TASK ITEM
Line for line, the listing below is to be transcribed exactly.

MATERIAL TO PROCESS
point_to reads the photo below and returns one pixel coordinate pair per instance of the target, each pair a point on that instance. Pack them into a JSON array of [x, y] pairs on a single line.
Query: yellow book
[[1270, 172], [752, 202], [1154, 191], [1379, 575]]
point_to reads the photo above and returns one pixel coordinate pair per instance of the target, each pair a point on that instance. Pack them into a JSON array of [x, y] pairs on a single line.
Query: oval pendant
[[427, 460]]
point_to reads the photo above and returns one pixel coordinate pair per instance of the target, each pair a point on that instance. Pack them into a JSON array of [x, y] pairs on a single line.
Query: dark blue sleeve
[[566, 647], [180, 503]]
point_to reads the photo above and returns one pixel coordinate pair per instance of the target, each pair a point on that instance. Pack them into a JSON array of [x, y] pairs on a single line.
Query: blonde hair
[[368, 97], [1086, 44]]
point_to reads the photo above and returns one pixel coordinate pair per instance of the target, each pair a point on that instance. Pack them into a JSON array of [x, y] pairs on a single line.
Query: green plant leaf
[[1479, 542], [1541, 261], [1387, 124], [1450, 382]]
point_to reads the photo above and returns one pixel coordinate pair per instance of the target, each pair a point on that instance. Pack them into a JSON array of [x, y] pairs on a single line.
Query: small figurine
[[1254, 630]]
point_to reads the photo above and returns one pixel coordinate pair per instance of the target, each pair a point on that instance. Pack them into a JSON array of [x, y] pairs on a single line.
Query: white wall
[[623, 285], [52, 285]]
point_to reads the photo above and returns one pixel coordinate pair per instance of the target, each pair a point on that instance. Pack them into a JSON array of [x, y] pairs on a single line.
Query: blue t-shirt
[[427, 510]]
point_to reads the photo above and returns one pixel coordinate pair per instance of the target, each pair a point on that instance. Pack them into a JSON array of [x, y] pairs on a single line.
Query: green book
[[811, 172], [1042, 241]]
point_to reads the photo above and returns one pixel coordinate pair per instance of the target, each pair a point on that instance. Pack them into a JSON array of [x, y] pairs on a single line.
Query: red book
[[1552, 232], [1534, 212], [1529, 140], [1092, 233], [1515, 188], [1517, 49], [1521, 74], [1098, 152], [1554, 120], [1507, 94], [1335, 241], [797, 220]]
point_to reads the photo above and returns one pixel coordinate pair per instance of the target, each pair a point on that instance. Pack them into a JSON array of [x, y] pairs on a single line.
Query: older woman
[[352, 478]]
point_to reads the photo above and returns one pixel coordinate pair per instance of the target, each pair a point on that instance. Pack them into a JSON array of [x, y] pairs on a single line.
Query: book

RESULT OF THE EXERCISE
point_to reads the photo below and returns one pixel coordinate pair per instance of the target, each pair a point on that instance. Pack them into a JSON array of [x, y] pairs on a single line.
Query: yellow book
[[1270, 172], [752, 202], [1154, 191], [1379, 575]]
point_to reads the photo above and returns one pixel coordinate pair per instance of the target, each pair a point on that instance. Pack them into a JSON array of [x, y] pairs on a single line.
Query: oval pendant
[[427, 460]]
point_to reads the photo above and returns one pixel coordinate pair per instance of the target, each pair a point on that instance. Pack them into a JSON array of [x, y] pairs on a single line.
Query: dark blue sleeve
[[566, 647], [180, 503]]
point_to reads the photo above and returns one pixel coordinate pair per instance of the target, each pair a point on that instance. Pack them into a JSON array of [x, y] pairs on a single line.
Query: blonde hair
[[368, 97], [1086, 44]]
point_to reads the photo above and returns one pixel coordinate pair per instance of the target, each pair a point on that instance. Pack them into a JSON array of [x, y] pairs on a single line.
Query: green plant leaf
[[1479, 542], [1541, 261], [1387, 124], [1450, 382]]
point_to reads the photo above and returns one pixel coordinate pair per instance of the target, each pair a point on that instance. Pack them into a JSON array of [x, y] pairs on a single line.
Query: small figurine
[[1254, 630]]
point_to reads the photo above and returns one pixel coordinate pair per instance of the target, each pair a point on that instance. Pack them into a JSON array of [x, y] pairs on a single line.
Query: white wall
[[623, 285], [52, 285]]
point_to reads the photo above and returns one pixel coordinate pair per instance of the target, each pair a point on that instance. Pack them into a JSON array of [x, y] pairs on a single line.
Query: blue t-shirt
[[427, 510]]
point_to reads the photo above and returns one pixel coordinate pair per instance of the target, each pair a point on that instance. Pack them into a JSON array of [x, y] pairs on a single line.
Query: green book
[[811, 172], [1042, 241]]
point_to reads the photo above and returns one pixel coordinate pair per instance of the target, each pair a point on that instance. Pack them into a JSON array of [x, y] pairs on a single line.
Query: red book
[[1552, 232], [1534, 212], [1529, 140], [1092, 233], [1515, 188], [1517, 49], [1521, 74], [1098, 152], [1554, 120], [1507, 94], [1335, 241], [797, 220]]
point_to reads the photo above and returns one pixel coordinate pair per instance of the target, each pair a point on that instance. Pack them into a JSON array of [x, y] pairs on a single line.
Query: older woman
[[352, 478]]
point_to reads the photo above and returns one pixel coordinate pair per instance of the target, each pair a point on that instance. Pack them into a JSON array of [x, y] pairs on a single line.
Query: book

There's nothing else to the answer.